_Page extract_:
Have you ever studied for a really big test and thought that you had memorized all of the important things the right way but when you got to the test there were so many different questions than what you had studied for? Or that when you got the test you froze up and suddenly forgot everything that you had just studied for? There are times when I have a really big test that requires me to know a lot of different things in a short amount of time. I always go through my notes trying to memorize all of the really important dates, names, inventions and/or places. That doesn’t always work though. Sometimes, during the test I’ll be struggling to remember the specific things that I had memorized days earlier! That can cause me to give silly answers like Justin Trudeau was the person who invented the camera when in reality it wasn’t Justin Trudeau who invented the camera but Louis Le Prince! So, here are some tips and tricks to help you memorize things better than you did before!  

  1. Create an acronym

When I was a little kid, my mom gave me some amazing advice that I still haven’t forgotten! She said,“Create acronyms when you study little Kenya. It’ll help you in the future!” I was only seven at the time so I brushed this advice off but now, I realize that that was some of the best studying advice that she had ever given me! I’m going to start off by explaining what an acronym is. By the definition given by Merriam Webster Dictionary, an acronym is, “a word formed from the initial letter or letters of each of the successive parts or major parts of a compound term.” A popular example of this would be “BRB” which stands for “Be Right Back.” 

Now, you might be asking yourself, “but how does this help me study?” Let’s say that you are trying to study for a science test and you have to memorize every part of a flower. The petals, the sepals, the stamen and the carpel. From there, you take the first letter of each word (petals, sepals, stamen, carpel) and put them all together to create an acronym! In this case our acronym would be P.S.S.C! This tip is (in my opinion) better for science.

_Tasks for this exercise_:
1. In the memorization tips post, what acronym comes from the parts of a flower?
2. Check each statement against the memorization tips post. Say yes or no, and quote the words that decide it.
(a) The writer was seven when the acronym advice was given.
(b) The definition of an acronym is taken from the Oxford English Dictionary.
(c) The writer considers the acronym tip better suited to history.
3. Carry on the memorization tips post from its last sentence.

_Data provided_:
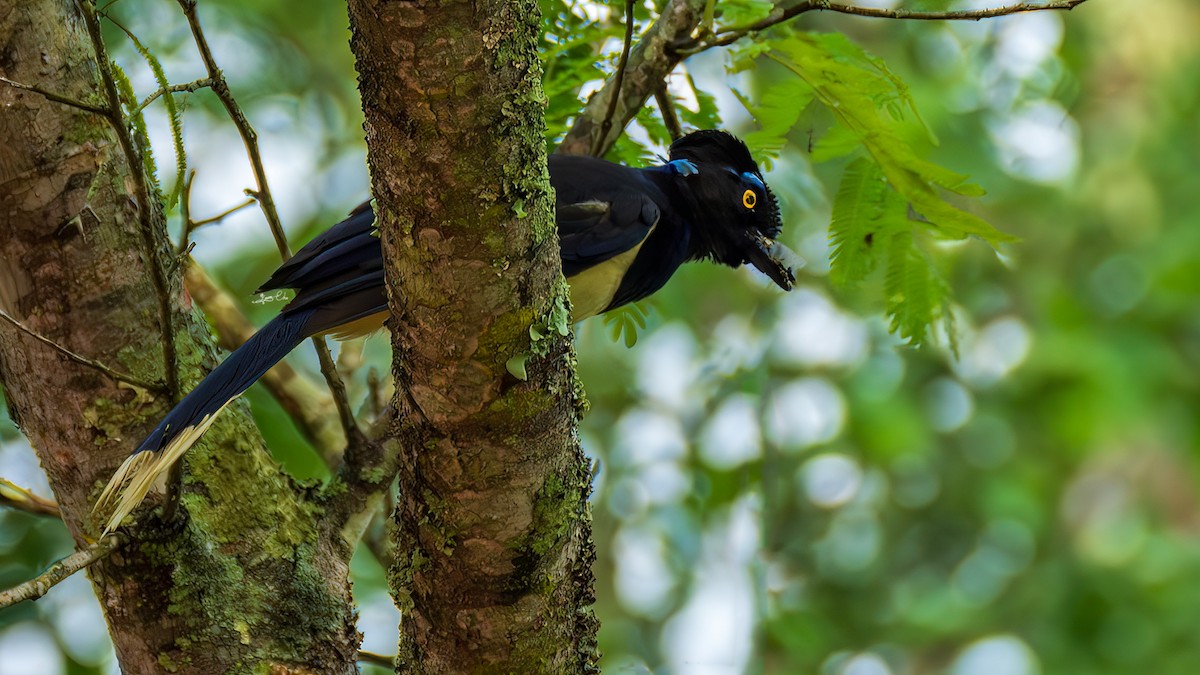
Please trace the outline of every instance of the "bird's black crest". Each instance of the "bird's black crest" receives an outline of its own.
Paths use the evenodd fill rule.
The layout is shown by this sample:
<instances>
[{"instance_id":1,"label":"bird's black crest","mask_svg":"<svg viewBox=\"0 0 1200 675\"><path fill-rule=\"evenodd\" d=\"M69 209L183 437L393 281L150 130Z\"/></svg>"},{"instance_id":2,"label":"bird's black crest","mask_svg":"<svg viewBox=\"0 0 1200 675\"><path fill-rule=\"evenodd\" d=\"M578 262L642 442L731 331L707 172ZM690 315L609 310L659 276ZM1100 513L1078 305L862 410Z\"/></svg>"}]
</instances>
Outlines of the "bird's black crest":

_Task-by-task outputs_:
1. P.S.S.C

2.
(a) Yes: "I was only seven at the time"
(b) No: "By the definition given by Merriam Webster Dictionary"
(c) No: "This tip is (in my opinion) better for science."

3.
  1. Make a rhyme/song

Sometimes when I listen to a song too much, it gets stuck in my head. That can get quite annoying, but in this case getting a song stuck in your head can be quite useful! For example, you are studying for an important history test that’s all about who discovered Canada. You know that Jacques Cartier took three trips to Canada between 1534 and 1542. From there you could make a rap or a little tune to sing to. Here’s mine:

♪ While Jacques Cartier was on his way to find a new route to Asia

He stumbled upon a new found land that the First Nations called kanata

Although the Huron-Iroquois were only talking ‘bout their settlement

He took it the wrong way and thought it was the country

After he found the land he claimed it all for England

He went back to his home land and

Reported his discoveries

After all this chaos

He came back three more times

All between 1534 and 1542 ♪

That was mine! Don’t forget to get creative! There are some other songs that have been made and posted on YouTube, so if you’re ever having trouble coming up with ideas, you can look up your subject with the word “song” at the end! For example, if you were doing another test on flowers you could look up “flower song” then you should find at least one good song!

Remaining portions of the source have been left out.